> Tasks and exercises
[1] Write out the part of the humor page starting with "I love bacon.  Sometimes" and going on through "get a bicycle.", keeping every word and mark unchanged.
[2] According to the humor page, in which aisle were the canned peaches found?

Start of Text passage

PSA-240409-Things to Ponder

           Things You Learn if You Live Long Enough!

I choked on a carrot this morning, and all I could think of was, “I’ll bet a doughnut wouldn’t have done this to me.”

Nothing spoils a good story more than the arrival of an eye witness.  (Mark Twain)

It only takes one slow-walking person in the grocery store to destroy the illusion that I’m a nice person.

It turns out that when asked who your favorite child is, you’re supposed to pick out one of your own.  I know that now.

It’s fine to eat a test grape in the produce section, but you take one bite of rotisserie  chicken and then it’s  “Sir, you need to leave!”

One thing no one ever talks about, when it comes to being an older adult, is how  much time we devote to keeping a cardboard box because it is, you know, a really good box.

I can’t believe I forgot to go to the gym today.  That’s seven years in a row, now.

If you drop something when you were younger, you just picked it up.  When you’re older and you drop something, you stare at it for  just a bit contemplating if  you actually need it anymore.

I like to make lists.  I also like to leave them laying on the kitchen counter, and then guess what’s on the list when I am at the store.

Ask your doctor if a drug with 32 pages of side-effects is bad for you.

I just read a book about marriage that says treat your wife like  you treated her on your first date.  So tonight after dinner I’m dropping her off at her parent’s house.

The best way to get back on your feet is to miss two car payments.

I love bacon.  Sometimes I eat it twice a day.  It takes my mind off the terrible chest pains I keep getting.

As I watch this generation try to rewrite history, one thing I am sure of is that it will be misspelled and have no punctuation.

Driver:  “What am I supposed to do with this speeding ticket?”  Officer, “Keep it. When you collect four of them, you get a bicycle.

I asked a supermarket employee where they kept the canned peaches.

He said, “I’ll see,” & walked away.  I asked another & he also said, “I’ll see,” & walked away.  In the end, I gave up & found them myself, in Aisle C.

I told my physical therapist that I broke my arm in two (2) places.He told me to stop going to those places.

I put our scale in the bathroom corner & that’s where the little liar will stay until it apologizes.

When I was a kid, I used to watch the ‘Wizard of Oz’ & wonder how someone could talk if they didn’t have a brain. Then I got Facebook.

 Do you ever get up in the morning, look in the mirror & think, “That can’t be accurate!”

I want to be 14 again & ruin my life differently. I have new ideas.

Apparently RSVP’ing to a wedding invitation with “Maybe next time” isn’t the correct response.

A guy walks into a lumberyard & asks for some 2x4s.  The clerk asks, “How long do you need them?  The guy answers, “A long time. We’re gonna build a house.”

I just burned 1,200 calories.   I forgot the pizza in the oven.

Who knew that the hardest thing of being an adult is figuring out what to fix for dinner and doing it every single night for the rest of  your life until you die?

I hate it when people act all intellectual and talk about Mozart, when they’ve never even seen one of  his paintings.

Never trust an electrician with no eye brows.

So my neighbor knocked on my front door at 3 am.  3AM!!!  Luckily I was already up playing my bagpipes.

Instead of cleaning my house, I just watch an episode of “The Hoarders,” and think, “Wow!  My house looks great.”

The Biggest Time Waster On Earth

It would be interesting to know how many internet users are criminals. The constant need to invent passwords that are long enough and complicated enough to deter thieves is tiring and unproductive. Even with all the password managers that have been provided to help bypass this problem I seem to suffer from an inability to use them, understand them, and I cannot get the logic in my head that will help me solve the problem.

End of Text passage
Start of Input data

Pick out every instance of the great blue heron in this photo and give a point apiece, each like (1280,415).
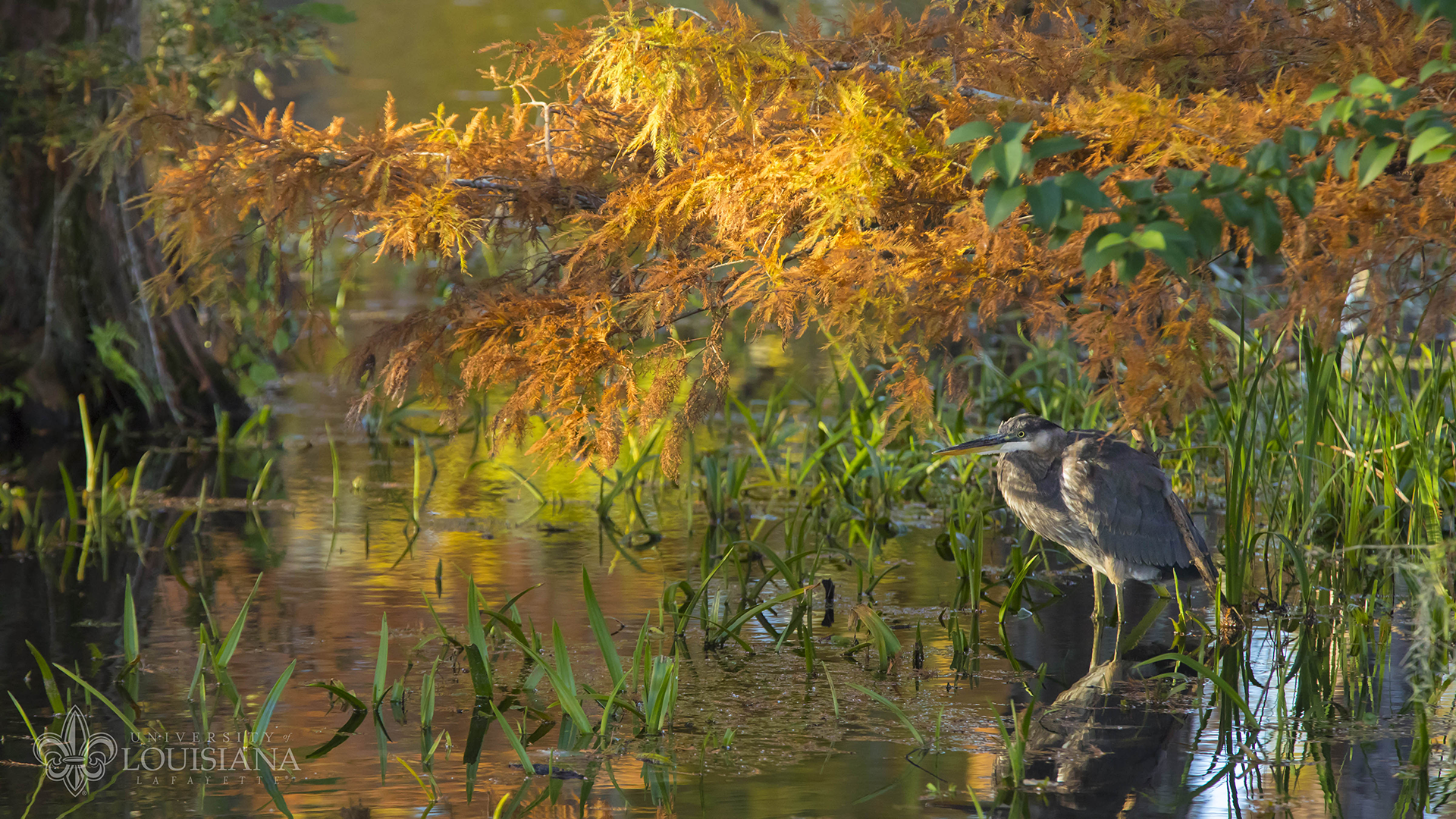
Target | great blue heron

End of Input data

> Answers provided
[1]
I love bacon.  Sometimes I eat it twice a day.  It takes my mind off the terrible chest pains I keep getting.

As I watch this generation try to rewrite history, one thing I am sure of is that it will be misspelled and have no punctuation.

Driver:  “What am I supposed to do with this speeding ticket?”  Officer, “Keep it. When you collect four of them, you get a bicycle.

[2] Aisle C